::: GIVEN DATA :::

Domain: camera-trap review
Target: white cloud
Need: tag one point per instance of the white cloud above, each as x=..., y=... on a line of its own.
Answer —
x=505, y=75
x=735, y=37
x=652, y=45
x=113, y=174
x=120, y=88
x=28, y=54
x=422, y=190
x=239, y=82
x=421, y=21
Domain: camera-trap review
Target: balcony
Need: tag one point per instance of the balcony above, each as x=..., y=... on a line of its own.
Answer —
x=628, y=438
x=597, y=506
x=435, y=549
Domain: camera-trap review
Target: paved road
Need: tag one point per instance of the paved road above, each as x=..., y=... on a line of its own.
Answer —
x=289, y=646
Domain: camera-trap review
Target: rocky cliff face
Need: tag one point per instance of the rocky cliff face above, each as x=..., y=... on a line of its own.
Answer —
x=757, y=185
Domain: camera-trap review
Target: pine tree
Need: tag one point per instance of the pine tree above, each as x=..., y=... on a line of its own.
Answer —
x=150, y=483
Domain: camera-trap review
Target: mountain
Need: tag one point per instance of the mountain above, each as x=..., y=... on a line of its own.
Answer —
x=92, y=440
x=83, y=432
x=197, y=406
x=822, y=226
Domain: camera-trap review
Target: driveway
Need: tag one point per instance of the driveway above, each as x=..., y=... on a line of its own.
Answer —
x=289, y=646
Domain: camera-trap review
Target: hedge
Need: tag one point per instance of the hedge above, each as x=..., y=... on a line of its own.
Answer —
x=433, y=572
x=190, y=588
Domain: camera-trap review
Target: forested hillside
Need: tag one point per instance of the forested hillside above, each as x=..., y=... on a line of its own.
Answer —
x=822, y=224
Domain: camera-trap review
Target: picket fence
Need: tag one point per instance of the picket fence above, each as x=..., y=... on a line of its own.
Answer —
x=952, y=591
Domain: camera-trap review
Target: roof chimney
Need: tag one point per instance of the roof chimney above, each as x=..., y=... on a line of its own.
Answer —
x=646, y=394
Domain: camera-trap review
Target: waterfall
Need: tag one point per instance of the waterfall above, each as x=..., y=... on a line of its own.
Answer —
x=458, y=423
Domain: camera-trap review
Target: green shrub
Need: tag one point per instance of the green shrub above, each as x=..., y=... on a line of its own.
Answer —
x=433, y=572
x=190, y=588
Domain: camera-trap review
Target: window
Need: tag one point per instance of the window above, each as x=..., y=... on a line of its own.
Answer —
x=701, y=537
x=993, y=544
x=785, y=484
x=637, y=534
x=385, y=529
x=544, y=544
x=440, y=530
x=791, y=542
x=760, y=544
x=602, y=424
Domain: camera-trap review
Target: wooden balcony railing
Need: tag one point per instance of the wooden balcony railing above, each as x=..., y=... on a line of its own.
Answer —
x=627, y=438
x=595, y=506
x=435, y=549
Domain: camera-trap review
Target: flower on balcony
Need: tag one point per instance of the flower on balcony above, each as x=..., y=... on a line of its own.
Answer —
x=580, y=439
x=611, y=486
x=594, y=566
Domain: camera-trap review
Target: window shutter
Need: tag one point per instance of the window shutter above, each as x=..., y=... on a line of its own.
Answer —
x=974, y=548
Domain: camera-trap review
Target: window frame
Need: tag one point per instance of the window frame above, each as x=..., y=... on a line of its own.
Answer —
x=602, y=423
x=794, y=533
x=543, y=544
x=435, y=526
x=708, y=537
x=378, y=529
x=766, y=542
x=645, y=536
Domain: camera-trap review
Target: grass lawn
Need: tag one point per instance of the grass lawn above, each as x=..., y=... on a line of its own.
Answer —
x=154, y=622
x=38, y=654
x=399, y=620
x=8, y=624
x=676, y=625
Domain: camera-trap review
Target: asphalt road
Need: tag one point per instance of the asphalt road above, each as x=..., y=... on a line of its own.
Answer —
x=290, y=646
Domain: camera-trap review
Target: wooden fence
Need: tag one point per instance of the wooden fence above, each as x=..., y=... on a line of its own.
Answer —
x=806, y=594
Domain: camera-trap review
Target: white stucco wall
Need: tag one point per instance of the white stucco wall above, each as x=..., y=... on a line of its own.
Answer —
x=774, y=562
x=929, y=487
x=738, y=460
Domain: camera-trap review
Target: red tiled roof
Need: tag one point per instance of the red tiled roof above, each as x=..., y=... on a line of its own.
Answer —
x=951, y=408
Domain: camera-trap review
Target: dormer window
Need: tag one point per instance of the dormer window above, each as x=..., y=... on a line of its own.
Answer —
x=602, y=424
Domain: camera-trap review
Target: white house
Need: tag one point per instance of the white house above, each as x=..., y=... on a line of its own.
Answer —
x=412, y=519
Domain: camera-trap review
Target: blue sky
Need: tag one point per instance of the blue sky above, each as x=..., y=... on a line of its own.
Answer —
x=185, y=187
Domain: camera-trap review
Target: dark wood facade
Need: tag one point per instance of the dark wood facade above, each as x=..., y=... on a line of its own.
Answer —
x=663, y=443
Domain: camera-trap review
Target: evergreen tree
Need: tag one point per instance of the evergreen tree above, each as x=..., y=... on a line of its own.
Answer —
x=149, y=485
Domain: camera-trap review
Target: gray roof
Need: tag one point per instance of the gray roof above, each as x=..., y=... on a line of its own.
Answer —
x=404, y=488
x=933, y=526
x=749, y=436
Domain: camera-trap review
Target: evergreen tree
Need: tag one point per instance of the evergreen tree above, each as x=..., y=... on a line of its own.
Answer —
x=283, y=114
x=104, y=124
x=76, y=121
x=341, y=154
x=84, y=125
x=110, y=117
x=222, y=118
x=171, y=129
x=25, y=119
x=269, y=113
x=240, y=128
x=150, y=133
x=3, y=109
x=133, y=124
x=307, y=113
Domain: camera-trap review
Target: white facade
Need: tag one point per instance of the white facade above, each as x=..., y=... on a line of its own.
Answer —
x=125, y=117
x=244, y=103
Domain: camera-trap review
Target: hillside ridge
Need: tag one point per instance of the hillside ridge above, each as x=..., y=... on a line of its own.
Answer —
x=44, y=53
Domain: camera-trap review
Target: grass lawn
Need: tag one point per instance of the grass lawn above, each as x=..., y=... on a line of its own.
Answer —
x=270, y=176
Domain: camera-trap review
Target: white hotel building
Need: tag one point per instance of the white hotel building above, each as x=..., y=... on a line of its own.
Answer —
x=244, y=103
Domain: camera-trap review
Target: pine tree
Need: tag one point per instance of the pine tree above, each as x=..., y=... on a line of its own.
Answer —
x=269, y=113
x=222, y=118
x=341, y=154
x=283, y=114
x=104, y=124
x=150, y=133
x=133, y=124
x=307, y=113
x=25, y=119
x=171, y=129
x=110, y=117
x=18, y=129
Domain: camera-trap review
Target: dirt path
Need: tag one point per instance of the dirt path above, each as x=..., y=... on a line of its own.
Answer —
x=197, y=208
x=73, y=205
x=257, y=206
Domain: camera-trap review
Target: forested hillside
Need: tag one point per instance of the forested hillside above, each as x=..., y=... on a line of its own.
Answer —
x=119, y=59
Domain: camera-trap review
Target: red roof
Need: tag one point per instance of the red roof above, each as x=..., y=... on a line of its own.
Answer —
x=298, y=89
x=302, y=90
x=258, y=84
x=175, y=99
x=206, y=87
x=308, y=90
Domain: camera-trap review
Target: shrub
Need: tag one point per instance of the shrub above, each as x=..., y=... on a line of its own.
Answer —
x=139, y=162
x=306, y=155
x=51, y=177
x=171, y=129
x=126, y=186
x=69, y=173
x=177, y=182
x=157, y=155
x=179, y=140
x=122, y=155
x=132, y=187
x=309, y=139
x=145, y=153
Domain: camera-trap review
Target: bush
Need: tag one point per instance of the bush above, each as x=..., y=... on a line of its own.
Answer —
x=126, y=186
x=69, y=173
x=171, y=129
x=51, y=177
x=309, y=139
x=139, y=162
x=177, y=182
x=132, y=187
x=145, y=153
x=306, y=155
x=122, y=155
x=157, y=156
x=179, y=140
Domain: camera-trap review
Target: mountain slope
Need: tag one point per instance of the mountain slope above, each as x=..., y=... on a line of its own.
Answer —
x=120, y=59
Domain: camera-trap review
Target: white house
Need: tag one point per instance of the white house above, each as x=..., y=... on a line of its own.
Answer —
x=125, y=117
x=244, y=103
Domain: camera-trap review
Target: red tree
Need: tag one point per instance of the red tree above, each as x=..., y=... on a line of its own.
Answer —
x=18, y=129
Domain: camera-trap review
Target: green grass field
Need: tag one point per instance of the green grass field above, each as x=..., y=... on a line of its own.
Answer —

:::

__WORK TO BE COMPLETED__:
Print the entries verbatim, from the first line through the line containing "x=952, y=591", including that line.

__SOLUTION BELOW__:
Domain: camera-trap review
Target: white cloud
Need: tag one point per instance of the white cloud above, each as x=..., y=... on a line of its own.
Answer —
x=505, y=75
x=735, y=37
x=652, y=45
x=113, y=174
x=120, y=88
x=28, y=54
x=422, y=190
x=239, y=82
x=421, y=21
Domain: camera-trap review
Target: balcony
Need: tag one point per instance of the balcony above, each as x=..., y=... on a line of its own.
Answer —
x=628, y=438
x=597, y=506
x=435, y=549
Domain: camera-trap review
Target: paved road
Need: tag one point per instance of the paved road above, each as x=..., y=... on a line of its own.
Answer —
x=289, y=646
Domain: camera-trap review
Target: rocky cliff face
Need: tag one point per instance of the rocky cliff face above, each as x=..., y=... on a line of its own.
Answer —
x=757, y=185
Domain: camera-trap review
Target: pine tree
Need: tag one point per instance of the pine tree above, each as x=..., y=... on a line of its own.
Answer —
x=150, y=483
Domain: camera-trap review
Target: mountain
Need: tag one point per instance of the mountain above, each as x=..., y=... on a line of its own.
Answer —
x=92, y=440
x=83, y=432
x=197, y=406
x=822, y=226
Domain: camera-trap review
Target: driveway
Need: tag one point per instance of the driveway above, each as x=..., y=... on a line of its own.
Answer —
x=289, y=646
Domain: camera-trap review
Target: hedge
Need: tag one point per instance of the hedge above, each as x=..., y=... on a line of its own.
Answer —
x=433, y=572
x=190, y=588
Domain: camera-trap review
Target: forested hillside
Need: tag one point per instance of the forested hillside above, each as x=..., y=... on a line of its own.
Answer —
x=822, y=224
Domain: camera-trap review
Target: picket fence
Need: tag one point per instance of the picket fence above, each as x=..., y=... on a line of its own.
Answer —
x=952, y=591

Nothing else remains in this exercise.